Exercise details: Copy out exactly the lines spanning the line with "Point out the rock" to the line with "Target: stones in streambed", inclusive, from the data underneath, with no pictures.

Given data:
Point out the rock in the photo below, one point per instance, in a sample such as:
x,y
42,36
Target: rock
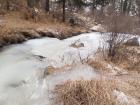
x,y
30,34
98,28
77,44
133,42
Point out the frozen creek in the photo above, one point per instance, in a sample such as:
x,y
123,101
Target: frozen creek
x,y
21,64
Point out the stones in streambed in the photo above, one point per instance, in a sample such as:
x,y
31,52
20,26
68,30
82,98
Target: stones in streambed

...

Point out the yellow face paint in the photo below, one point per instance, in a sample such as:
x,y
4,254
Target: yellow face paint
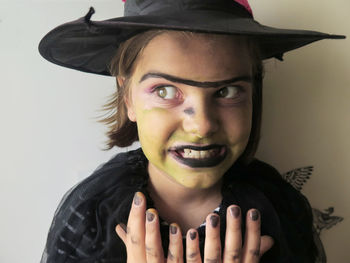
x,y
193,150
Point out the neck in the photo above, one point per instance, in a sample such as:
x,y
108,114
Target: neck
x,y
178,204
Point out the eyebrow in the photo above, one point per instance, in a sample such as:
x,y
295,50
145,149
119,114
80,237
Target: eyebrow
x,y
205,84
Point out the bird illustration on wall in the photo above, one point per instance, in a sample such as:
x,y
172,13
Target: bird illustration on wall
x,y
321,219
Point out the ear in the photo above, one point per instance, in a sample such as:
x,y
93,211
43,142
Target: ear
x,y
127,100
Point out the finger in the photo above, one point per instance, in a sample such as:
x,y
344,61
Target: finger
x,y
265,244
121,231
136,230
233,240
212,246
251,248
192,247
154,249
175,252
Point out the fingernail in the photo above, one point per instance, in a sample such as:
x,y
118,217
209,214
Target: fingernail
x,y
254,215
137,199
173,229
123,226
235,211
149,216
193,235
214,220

...

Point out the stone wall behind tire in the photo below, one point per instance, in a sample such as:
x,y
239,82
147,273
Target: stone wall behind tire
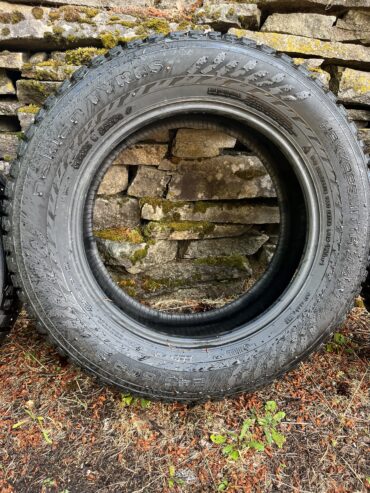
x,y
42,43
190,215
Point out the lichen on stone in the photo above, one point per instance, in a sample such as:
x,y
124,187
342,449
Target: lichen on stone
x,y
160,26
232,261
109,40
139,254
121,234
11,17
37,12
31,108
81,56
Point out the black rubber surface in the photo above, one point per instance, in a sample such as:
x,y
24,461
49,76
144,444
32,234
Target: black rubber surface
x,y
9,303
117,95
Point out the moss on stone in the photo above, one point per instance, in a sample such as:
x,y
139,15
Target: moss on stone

Task solution:
Point out the rock in the photo below, one point per instance, in a sample such as:
x,y
42,36
Target: rock
x,y
30,34
98,28
77,44
133,42
Point out the frozen creek in the photo above, one point per instance, in a sample such as:
x,y
123,101
Target: frozen creek
x,y
21,64
Point out the stones in streambed in the photo above, one point per instance, in a sample such as:
x,y
31,52
20,26
68,30
82,98
Target: stones in streambed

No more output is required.